### TASK DIRECTIONS
Gather every line in the data below that contains the word "soil".

### Dataset entries
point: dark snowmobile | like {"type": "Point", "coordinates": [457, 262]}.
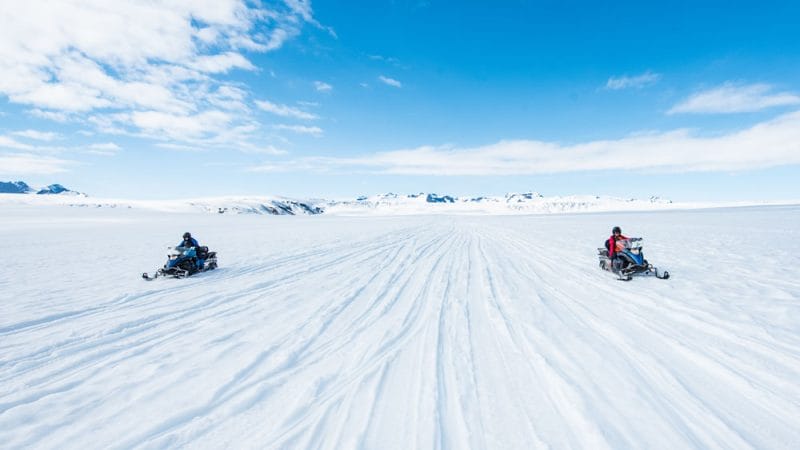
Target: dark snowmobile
{"type": "Point", "coordinates": [185, 261]}
{"type": "Point", "coordinates": [630, 261]}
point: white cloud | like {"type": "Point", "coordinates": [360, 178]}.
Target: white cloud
{"type": "Point", "coordinates": [55, 116]}
{"type": "Point", "coordinates": [638, 81]}
{"type": "Point", "coordinates": [284, 110]}
{"type": "Point", "coordinates": [104, 149]}
{"type": "Point", "coordinates": [21, 164]}
{"type": "Point", "coordinates": [301, 129]}
{"type": "Point", "coordinates": [322, 87]}
{"type": "Point", "coordinates": [733, 98]}
{"type": "Point", "coordinates": [767, 144]}
{"type": "Point", "coordinates": [8, 142]}
{"type": "Point", "coordinates": [390, 81]}
{"type": "Point", "coordinates": [73, 60]}
{"type": "Point", "coordinates": [37, 135]}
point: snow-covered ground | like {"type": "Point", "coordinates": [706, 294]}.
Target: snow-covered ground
{"type": "Point", "coordinates": [434, 331]}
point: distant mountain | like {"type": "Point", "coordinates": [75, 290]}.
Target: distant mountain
{"type": "Point", "coordinates": [381, 204]}
{"type": "Point", "coordinates": [14, 187]}
{"type": "Point", "coordinates": [526, 202]}
{"type": "Point", "coordinates": [21, 187]}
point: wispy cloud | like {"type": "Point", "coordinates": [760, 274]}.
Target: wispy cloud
{"type": "Point", "coordinates": [767, 144]}
{"type": "Point", "coordinates": [637, 81]}
{"type": "Point", "coordinates": [104, 149]}
{"type": "Point", "coordinates": [322, 86]}
{"type": "Point", "coordinates": [156, 57]}
{"type": "Point", "coordinates": [37, 135]}
{"type": "Point", "coordinates": [735, 98]}
{"type": "Point", "coordinates": [20, 164]}
{"type": "Point", "coordinates": [284, 110]}
{"type": "Point", "coordinates": [390, 81]}
{"type": "Point", "coordinates": [301, 129]}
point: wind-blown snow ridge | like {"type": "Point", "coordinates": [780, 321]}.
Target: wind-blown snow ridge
{"type": "Point", "coordinates": [382, 204]}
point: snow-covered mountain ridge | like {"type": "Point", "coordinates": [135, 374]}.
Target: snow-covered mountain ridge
{"type": "Point", "coordinates": [21, 187]}
{"type": "Point", "coordinates": [511, 203]}
{"type": "Point", "coordinates": [380, 204]}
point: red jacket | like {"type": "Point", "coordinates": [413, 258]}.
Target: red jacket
{"type": "Point", "coordinates": [611, 244]}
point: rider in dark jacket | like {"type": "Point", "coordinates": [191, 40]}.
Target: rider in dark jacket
{"type": "Point", "coordinates": [611, 245]}
{"type": "Point", "coordinates": [189, 241]}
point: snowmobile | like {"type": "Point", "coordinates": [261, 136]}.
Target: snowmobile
{"type": "Point", "coordinates": [185, 261]}
{"type": "Point", "coordinates": [631, 261]}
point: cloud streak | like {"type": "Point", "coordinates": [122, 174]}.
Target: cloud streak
{"type": "Point", "coordinates": [767, 144]}
{"type": "Point", "coordinates": [94, 62]}
{"type": "Point", "coordinates": [627, 82]}
{"type": "Point", "coordinates": [285, 110]}
{"type": "Point", "coordinates": [301, 129]}
{"type": "Point", "coordinates": [390, 81]}
{"type": "Point", "coordinates": [17, 164]}
{"type": "Point", "coordinates": [733, 98]}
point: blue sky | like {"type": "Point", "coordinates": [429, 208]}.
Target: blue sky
{"type": "Point", "coordinates": [690, 101]}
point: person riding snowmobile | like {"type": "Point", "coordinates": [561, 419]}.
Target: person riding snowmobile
{"type": "Point", "coordinates": [611, 246]}
{"type": "Point", "coordinates": [187, 242]}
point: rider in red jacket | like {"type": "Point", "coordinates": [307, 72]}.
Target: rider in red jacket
{"type": "Point", "coordinates": [611, 244]}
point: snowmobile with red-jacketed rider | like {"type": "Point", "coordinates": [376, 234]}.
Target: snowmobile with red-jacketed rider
{"type": "Point", "coordinates": [629, 261]}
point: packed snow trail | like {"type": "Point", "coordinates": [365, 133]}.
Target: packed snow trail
{"type": "Point", "coordinates": [415, 332]}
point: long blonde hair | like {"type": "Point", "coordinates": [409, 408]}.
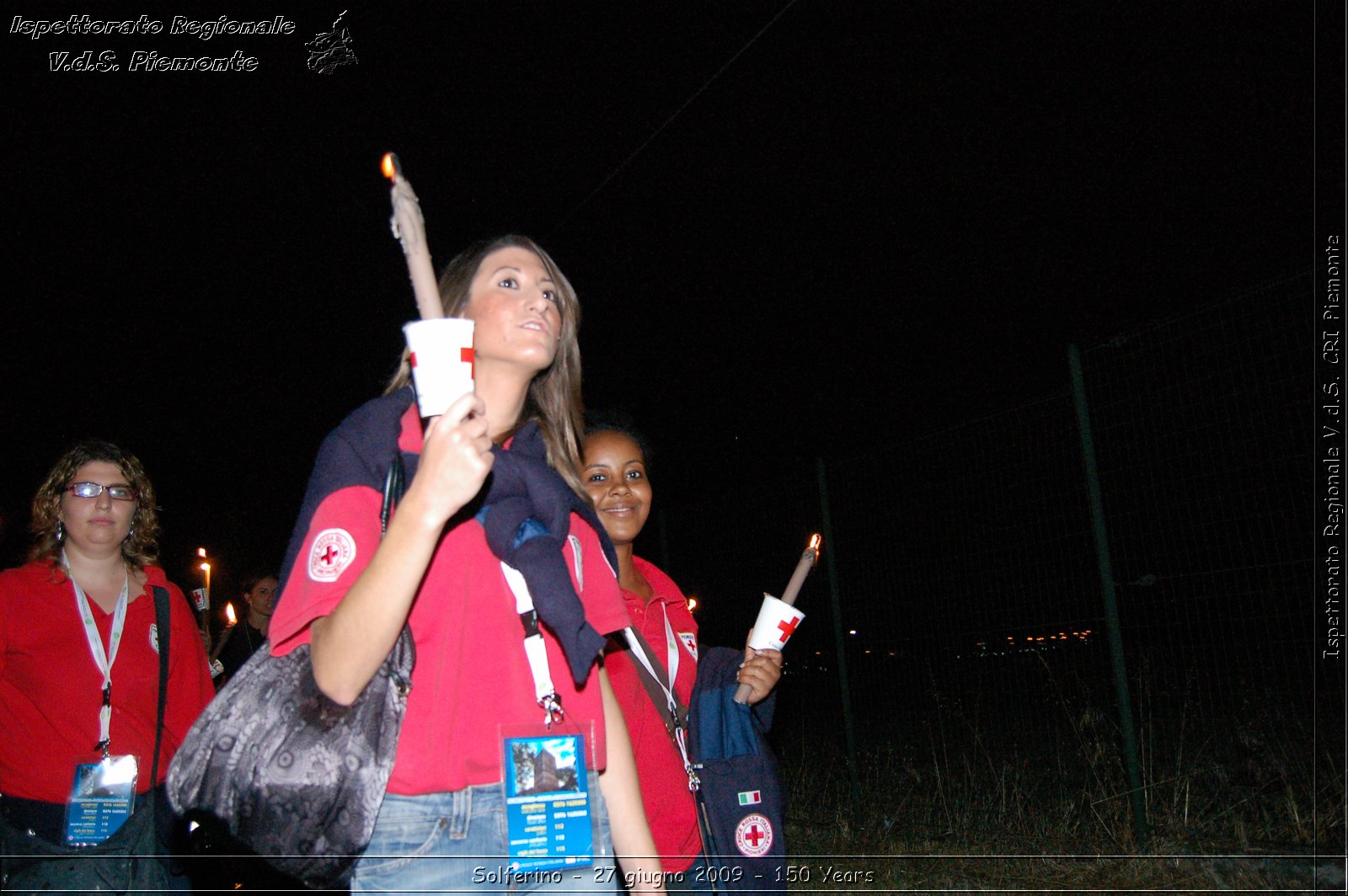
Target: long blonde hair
{"type": "Point", "coordinates": [554, 395]}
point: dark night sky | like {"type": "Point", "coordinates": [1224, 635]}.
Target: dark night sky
{"type": "Point", "coordinates": [875, 219]}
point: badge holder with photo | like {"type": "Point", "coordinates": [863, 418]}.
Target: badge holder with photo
{"type": "Point", "coordinates": [550, 819]}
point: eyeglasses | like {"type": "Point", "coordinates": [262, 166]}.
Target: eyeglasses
{"type": "Point", "coordinates": [94, 489]}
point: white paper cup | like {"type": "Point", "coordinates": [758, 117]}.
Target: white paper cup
{"type": "Point", "coordinates": [775, 624]}
{"type": "Point", "coordinates": [442, 361]}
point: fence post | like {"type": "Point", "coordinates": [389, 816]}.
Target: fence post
{"type": "Point", "coordinates": [848, 724]}
{"type": "Point", "coordinates": [1111, 606]}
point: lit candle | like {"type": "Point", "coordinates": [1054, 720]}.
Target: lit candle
{"type": "Point", "coordinates": [802, 569]}
{"type": "Point", "coordinates": [410, 229]}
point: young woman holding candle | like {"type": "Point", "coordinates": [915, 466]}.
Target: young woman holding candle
{"type": "Point", "coordinates": [438, 568]}
{"type": "Point", "coordinates": [613, 468]}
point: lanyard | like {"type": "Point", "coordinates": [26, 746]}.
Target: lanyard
{"type": "Point", "coordinates": [101, 659]}
{"type": "Point", "coordinates": [680, 731]}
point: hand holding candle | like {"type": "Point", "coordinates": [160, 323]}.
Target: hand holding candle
{"type": "Point", "coordinates": [778, 619]}
{"type": "Point", "coordinates": [410, 229]}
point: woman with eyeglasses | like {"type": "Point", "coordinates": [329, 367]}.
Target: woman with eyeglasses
{"type": "Point", "coordinates": [475, 736]}
{"type": "Point", "coordinates": [78, 653]}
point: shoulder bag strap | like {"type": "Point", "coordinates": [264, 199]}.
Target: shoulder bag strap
{"type": "Point", "coordinates": [655, 687]}
{"type": "Point", "coordinates": [394, 488]}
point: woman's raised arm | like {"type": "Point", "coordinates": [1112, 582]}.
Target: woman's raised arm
{"type": "Point", "coordinates": [350, 644]}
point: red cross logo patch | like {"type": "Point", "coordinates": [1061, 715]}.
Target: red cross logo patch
{"type": "Point", "coordinates": [332, 552]}
{"type": "Point", "coordinates": [754, 835]}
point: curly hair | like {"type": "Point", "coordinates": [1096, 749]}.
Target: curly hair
{"type": "Point", "coordinates": [139, 549]}
{"type": "Point", "coordinates": [554, 397]}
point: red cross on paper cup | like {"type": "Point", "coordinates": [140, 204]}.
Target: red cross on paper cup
{"type": "Point", "coordinates": [754, 835]}
{"type": "Point", "coordinates": [330, 552]}
{"type": "Point", "coordinates": [775, 624]}
{"type": "Point", "coordinates": [442, 363]}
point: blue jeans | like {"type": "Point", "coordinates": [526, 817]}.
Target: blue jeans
{"type": "Point", "coordinates": [444, 842]}
{"type": "Point", "coordinates": [696, 879]}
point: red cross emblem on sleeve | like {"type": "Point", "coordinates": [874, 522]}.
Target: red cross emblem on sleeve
{"type": "Point", "coordinates": [330, 554]}
{"type": "Point", "coordinates": [754, 835]}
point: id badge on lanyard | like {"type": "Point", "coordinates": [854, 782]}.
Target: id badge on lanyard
{"type": "Point", "coordinates": [104, 792]}
{"type": "Point", "coordinates": [549, 808]}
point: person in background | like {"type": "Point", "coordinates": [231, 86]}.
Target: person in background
{"type": "Point", "coordinates": [613, 469]}
{"type": "Point", "coordinates": [78, 635]}
{"type": "Point", "coordinates": [239, 642]}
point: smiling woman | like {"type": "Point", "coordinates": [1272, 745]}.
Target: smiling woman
{"type": "Point", "coordinates": [448, 568]}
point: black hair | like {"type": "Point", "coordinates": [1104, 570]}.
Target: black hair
{"type": "Point", "coordinates": [619, 421]}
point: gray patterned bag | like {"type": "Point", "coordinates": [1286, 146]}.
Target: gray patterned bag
{"type": "Point", "coordinates": [294, 775]}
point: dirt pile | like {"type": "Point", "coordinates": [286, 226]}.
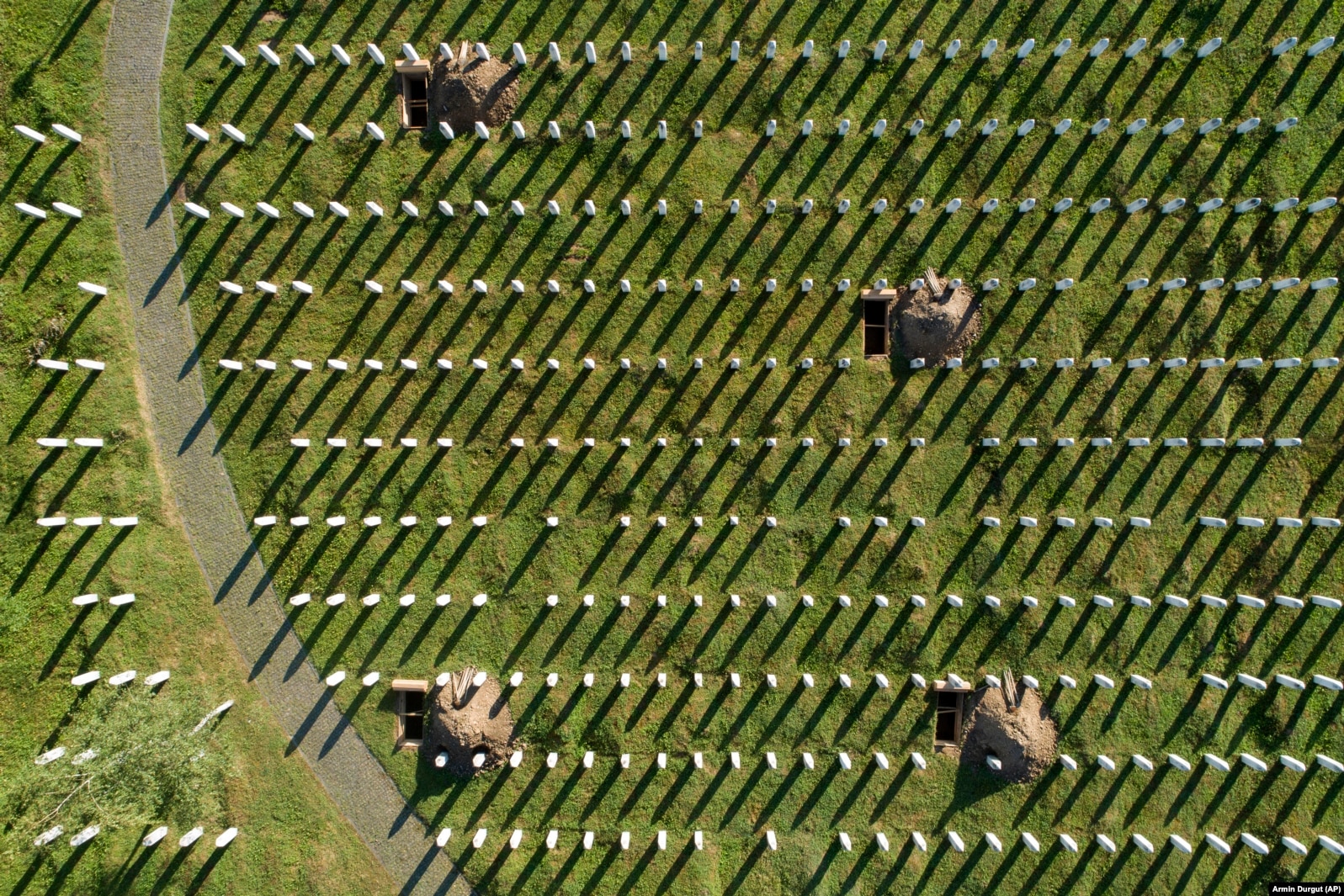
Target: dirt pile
{"type": "Point", "coordinates": [937, 323]}
{"type": "Point", "coordinates": [481, 724]}
{"type": "Point", "coordinates": [1024, 740]}
{"type": "Point", "coordinates": [479, 90]}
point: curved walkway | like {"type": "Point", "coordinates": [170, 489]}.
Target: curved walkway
{"type": "Point", "coordinates": [184, 439]}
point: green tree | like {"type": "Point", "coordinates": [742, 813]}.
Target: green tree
{"type": "Point", "coordinates": [130, 758]}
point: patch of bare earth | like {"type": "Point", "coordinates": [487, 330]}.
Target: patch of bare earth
{"type": "Point", "coordinates": [1024, 740]}
{"type": "Point", "coordinates": [937, 323]}
{"type": "Point", "coordinates": [479, 723]}
{"type": "Point", "coordinates": [463, 93]}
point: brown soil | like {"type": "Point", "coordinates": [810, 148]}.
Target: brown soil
{"type": "Point", "coordinates": [937, 324]}
{"type": "Point", "coordinates": [1024, 740]}
{"type": "Point", "coordinates": [483, 724]}
{"type": "Point", "coordinates": [484, 90]}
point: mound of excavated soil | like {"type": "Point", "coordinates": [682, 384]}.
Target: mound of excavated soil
{"type": "Point", "coordinates": [483, 724]}
{"type": "Point", "coordinates": [937, 323]}
{"type": "Point", "coordinates": [484, 90]}
{"type": "Point", "coordinates": [1024, 740]}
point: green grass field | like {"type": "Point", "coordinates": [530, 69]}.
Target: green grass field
{"type": "Point", "coordinates": [290, 837]}
{"type": "Point", "coordinates": [954, 483]}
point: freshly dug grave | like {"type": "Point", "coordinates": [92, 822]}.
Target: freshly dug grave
{"type": "Point", "coordinates": [937, 323]}
{"type": "Point", "coordinates": [483, 90]}
{"type": "Point", "coordinates": [483, 724]}
{"type": "Point", "coordinates": [1024, 740]}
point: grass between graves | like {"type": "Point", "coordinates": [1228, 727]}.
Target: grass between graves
{"type": "Point", "coordinates": [954, 481]}
{"type": "Point", "coordinates": [292, 840]}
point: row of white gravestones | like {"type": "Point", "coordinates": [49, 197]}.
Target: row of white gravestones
{"type": "Point", "coordinates": [519, 209]}
{"type": "Point", "coordinates": [515, 364]}
{"type": "Point", "coordinates": [842, 522]}
{"type": "Point", "coordinates": [954, 841]}
{"type": "Point", "coordinates": [1064, 126]}
{"type": "Point", "coordinates": [63, 367]}
{"type": "Point", "coordinates": [1177, 283]}
{"type": "Point", "coordinates": [61, 443]}
{"type": "Point", "coordinates": [1140, 441]}
{"type": "Point", "coordinates": [117, 601]}
{"type": "Point", "coordinates": [736, 601]}
{"type": "Point", "coordinates": [770, 50]}
{"type": "Point", "coordinates": [842, 363]}
{"type": "Point", "coordinates": [843, 126]}
{"type": "Point", "coordinates": [1028, 204]}
{"type": "Point", "coordinates": [1136, 363]}
{"type": "Point", "coordinates": [1171, 599]}
{"type": "Point", "coordinates": [1107, 844]}
{"type": "Point", "coordinates": [1147, 522]}
{"type": "Point", "coordinates": [1213, 761]}
{"type": "Point", "coordinates": [553, 839]}
{"type": "Point", "coordinates": [152, 839]}
{"type": "Point", "coordinates": [880, 601]}
{"type": "Point", "coordinates": [29, 209]}
{"type": "Point", "coordinates": [551, 522]}
{"type": "Point", "coordinates": [87, 522]}
{"type": "Point", "coordinates": [38, 137]}
{"type": "Point", "coordinates": [698, 759]}
{"type": "Point", "coordinates": [550, 443]}
{"type": "Point", "coordinates": [87, 679]}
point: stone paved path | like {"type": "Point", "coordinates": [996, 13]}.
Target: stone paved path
{"type": "Point", "coordinates": [186, 443]}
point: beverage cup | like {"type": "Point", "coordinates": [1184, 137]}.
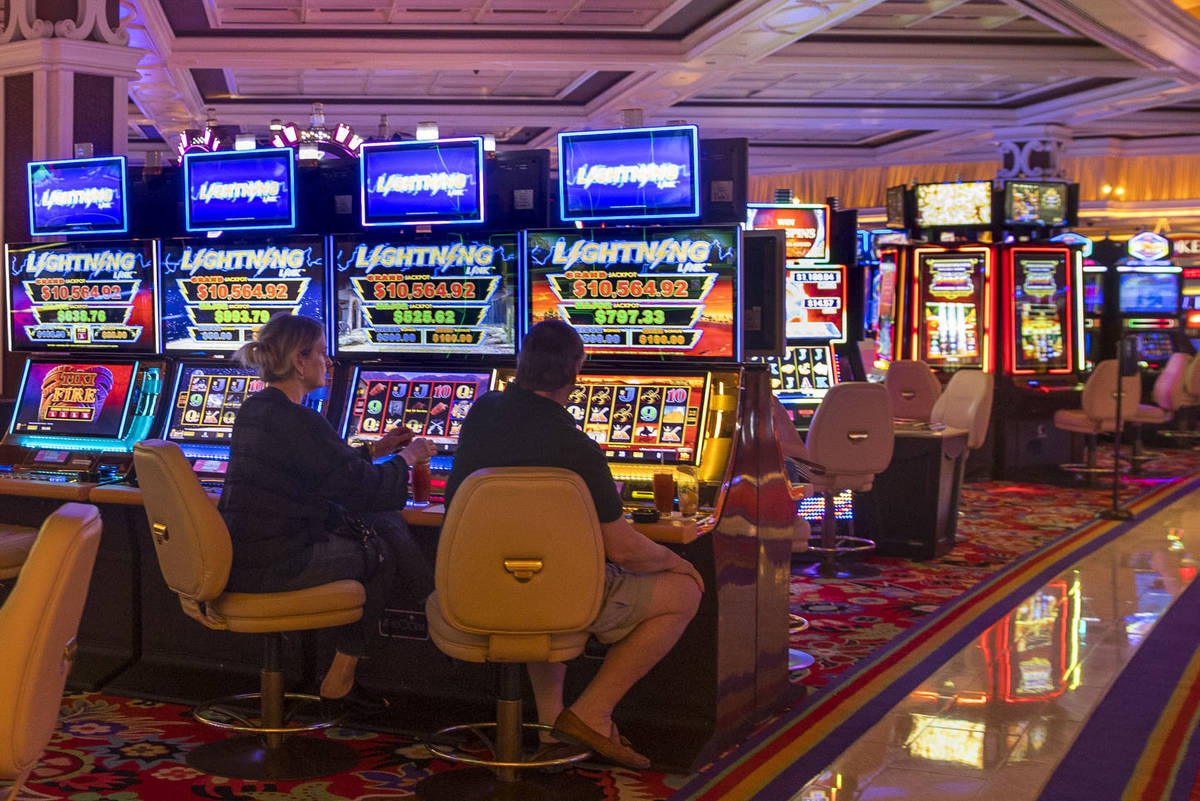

### RESULT OF THE TASK
point: brown soil | like {"type": "Point", "coordinates": [810, 148]}.
Target: brown soil
point: mound of excavated soil | like {"type": "Point", "coordinates": [682, 384]}.
Target: mound of excavated soil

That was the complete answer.